**Directive**:
Every line of the data below must be given again exactly.

**Material shown**:
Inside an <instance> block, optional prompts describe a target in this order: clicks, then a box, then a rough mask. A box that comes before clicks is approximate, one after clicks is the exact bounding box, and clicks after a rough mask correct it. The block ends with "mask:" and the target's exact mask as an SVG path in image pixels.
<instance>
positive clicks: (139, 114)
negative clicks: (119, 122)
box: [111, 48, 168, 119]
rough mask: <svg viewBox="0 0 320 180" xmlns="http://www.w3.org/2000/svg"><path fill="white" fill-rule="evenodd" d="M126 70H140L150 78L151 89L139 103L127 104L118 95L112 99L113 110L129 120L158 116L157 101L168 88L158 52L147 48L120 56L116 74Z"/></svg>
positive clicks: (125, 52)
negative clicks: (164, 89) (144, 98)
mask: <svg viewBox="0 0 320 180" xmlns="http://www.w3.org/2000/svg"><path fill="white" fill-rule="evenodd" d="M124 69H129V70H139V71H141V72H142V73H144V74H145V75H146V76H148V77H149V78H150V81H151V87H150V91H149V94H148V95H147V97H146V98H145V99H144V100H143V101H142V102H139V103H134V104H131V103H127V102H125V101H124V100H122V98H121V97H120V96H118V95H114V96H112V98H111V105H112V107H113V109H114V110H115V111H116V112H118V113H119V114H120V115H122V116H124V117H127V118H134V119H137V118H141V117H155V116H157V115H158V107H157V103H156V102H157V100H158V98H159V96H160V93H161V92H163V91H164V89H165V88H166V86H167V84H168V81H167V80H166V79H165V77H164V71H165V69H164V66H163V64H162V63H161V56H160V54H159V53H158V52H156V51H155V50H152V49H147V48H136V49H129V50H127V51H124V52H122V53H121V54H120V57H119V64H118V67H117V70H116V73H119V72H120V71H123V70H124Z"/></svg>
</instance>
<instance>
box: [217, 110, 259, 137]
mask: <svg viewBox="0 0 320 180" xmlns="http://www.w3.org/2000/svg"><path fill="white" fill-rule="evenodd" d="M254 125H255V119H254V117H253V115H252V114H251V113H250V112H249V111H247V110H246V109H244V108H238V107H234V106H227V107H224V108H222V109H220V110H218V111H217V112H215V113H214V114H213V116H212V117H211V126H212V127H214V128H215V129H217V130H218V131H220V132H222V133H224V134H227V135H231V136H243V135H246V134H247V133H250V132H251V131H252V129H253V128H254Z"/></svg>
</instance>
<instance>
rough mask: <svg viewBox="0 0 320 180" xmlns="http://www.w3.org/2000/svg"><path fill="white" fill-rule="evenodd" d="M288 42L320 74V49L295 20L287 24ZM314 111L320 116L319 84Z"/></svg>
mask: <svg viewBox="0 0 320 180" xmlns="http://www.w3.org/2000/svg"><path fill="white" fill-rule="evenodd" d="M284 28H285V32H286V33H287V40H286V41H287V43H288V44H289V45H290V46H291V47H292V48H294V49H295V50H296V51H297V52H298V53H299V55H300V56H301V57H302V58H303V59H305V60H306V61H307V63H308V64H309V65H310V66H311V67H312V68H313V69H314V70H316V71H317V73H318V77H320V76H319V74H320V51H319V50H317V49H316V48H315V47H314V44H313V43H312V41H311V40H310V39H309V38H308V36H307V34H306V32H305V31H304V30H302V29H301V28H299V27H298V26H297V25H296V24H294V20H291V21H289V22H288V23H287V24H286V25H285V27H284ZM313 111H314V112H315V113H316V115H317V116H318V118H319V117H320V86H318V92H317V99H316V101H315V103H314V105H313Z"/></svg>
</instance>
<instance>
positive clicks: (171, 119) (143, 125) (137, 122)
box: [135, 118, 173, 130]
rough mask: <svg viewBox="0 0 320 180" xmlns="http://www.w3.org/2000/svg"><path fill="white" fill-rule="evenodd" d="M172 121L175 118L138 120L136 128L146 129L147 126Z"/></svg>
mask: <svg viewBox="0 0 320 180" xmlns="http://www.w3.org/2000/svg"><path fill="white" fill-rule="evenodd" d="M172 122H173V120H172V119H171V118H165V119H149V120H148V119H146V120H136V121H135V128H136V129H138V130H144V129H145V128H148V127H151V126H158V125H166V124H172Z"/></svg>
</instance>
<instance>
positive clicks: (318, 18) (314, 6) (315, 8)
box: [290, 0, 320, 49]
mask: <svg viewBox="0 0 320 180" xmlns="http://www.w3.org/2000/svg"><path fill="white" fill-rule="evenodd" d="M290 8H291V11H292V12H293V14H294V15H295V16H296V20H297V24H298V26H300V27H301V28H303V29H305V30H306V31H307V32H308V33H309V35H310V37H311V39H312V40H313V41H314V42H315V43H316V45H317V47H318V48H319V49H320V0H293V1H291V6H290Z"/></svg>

**Written answer**:
Inside an <instance> block, optional prompts describe a target in this order: clicks, then a box, then a rough mask. A box that comes before clicks is approximate, one after clicks is the exact bounding box, and clicks after a rough mask correct it. The block ends with "mask:" and the target's exact mask as an SVG path in image pixels.
<instance>
positive clicks: (139, 114)
negative clicks: (119, 122)
box: [111, 48, 168, 119]
rough mask: <svg viewBox="0 0 320 180" xmlns="http://www.w3.org/2000/svg"><path fill="white" fill-rule="evenodd" d="M126 70H140L150 78L151 89L139 103L127 104L118 95L112 99L113 110L129 120L158 116L157 101L168 88L158 52L147 48L120 56L116 74Z"/></svg>
positive clicks: (125, 52)
negative clicks: (164, 89) (144, 98)
mask: <svg viewBox="0 0 320 180" xmlns="http://www.w3.org/2000/svg"><path fill="white" fill-rule="evenodd" d="M124 69H129V70H139V71H141V72H142V73H144V74H145V75H146V76H148V77H149V78H150V81H151V87H150V91H149V94H148V95H147V97H146V98H145V99H144V100H143V101H142V102H139V103H134V104H131V103H127V102H125V101H124V100H122V98H121V97H120V96H118V95H114V96H112V98H111V105H112V107H113V109H114V110H115V111H116V112H118V113H119V114H120V115H122V116H124V117H127V118H134V119H137V118H141V117H155V116H157V115H158V107H157V103H156V102H157V100H158V98H159V96H160V93H161V92H163V91H164V89H165V88H166V86H167V84H168V81H167V80H166V79H165V77H164V71H165V69H164V66H163V64H162V63H161V56H160V54H159V53H158V52H156V51H155V50H152V49H147V48H136V49H129V50H127V51H124V52H122V53H121V54H120V57H119V64H118V67H117V70H116V73H119V72H120V71H123V70H124Z"/></svg>
</instance>
<instance>
box: [217, 110, 259, 137]
mask: <svg viewBox="0 0 320 180" xmlns="http://www.w3.org/2000/svg"><path fill="white" fill-rule="evenodd" d="M254 125H255V119H254V117H253V115H252V114H251V113H250V112H249V111H247V110H246V109H244V108H238V107H234V106H227V107H224V108H222V109H220V110H218V111H217V112H215V113H214V114H213V116H212V117H211V126H212V127H214V128H215V129H217V130H218V131H220V132H222V133H224V134H227V135H231V136H243V135H246V134H247V133H250V132H251V131H252V129H253V128H254Z"/></svg>
</instance>
<instance>
rough mask: <svg viewBox="0 0 320 180" xmlns="http://www.w3.org/2000/svg"><path fill="white" fill-rule="evenodd" d="M288 42L320 74V49L295 20L287 24ZM314 111L320 116L319 84Z"/></svg>
mask: <svg viewBox="0 0 320 180" xmlns="http://www.w3.org/2000/svg"><path fill="white" fill-rule="evenodd" d="M284 28H285V32H286V33H287V40H286V41H287V43H288V44H289V45H290V46H291V47H292V48H294V49H295V50H296V51H297V52H298V53H299V55H300V56H301V57H302V58H303V59H305V60H306V61H307V63H308V64H309V65H310V66H311V67H312V68H313V69H314V70H316V71H317V73H318V77H320V76H319V74H320V51H319V50H317V49H316V48H315V47H314V44H313V43H312V41H311V40H310V39H309V38H308V36H307V34H306V32H305V31H304V30H302V29H301V28H299V27H298V26H297V25H296V24H294V20H291V21H289V22H288V23H287V24H286V25H285V27H284ZM313 111H314V112H315V113H316V115H317V116H318V118H319V117H320V86H318V92H317V99H316V101H315V103H314V105H313Z"/></svg>
</instance>
<instance>
positive clicks: (171, 119) (143, 125) (137, 122)
box: [135, 118, 173, 130]
rough mask: <svg viewBox="0 0 320 180" xmlns="http://www.w3.org/2000/svg"><path fill="white" fill-rule="evenodd" d="M172 121L175 118L138 120L136 128L146 129L147 126Z"/></svg>
mask: <svg viewBox="0 0 320 180" xmlns="http://www.w3.org/2000/svg"><path fill="white" fill-rule="evenodd" d="M172 122H173V120H172V119H171V118H165V119H149V120H148V119H146V120H136V121H135V128H136V129H138V130H144V129H145V128H148V127H151V126H158V125H166V124H172Z"/></svg>
</instance>
<instance>
positive clicks: (318, 18) (314, 6) (315, 8)
box: [290, 0, 320, 49]
mask: <svg viewBox="0 0 320 180" xmlns="http://www.w3.org/2000/svg"><path fill="white" fill-rule="evenodd" d="M290 8H291V11H292V12H293V14H294V15H295V16H296V20H297V24H298V26H300V27H301V28H303V29H305V30H306V31H307V32H308V33H309V35H310V37H311V39H312V40H313V41H314V42H315V43H316V45H317V47H318V48H319V49H320V0H293V1H291V6H290Z"/></svg>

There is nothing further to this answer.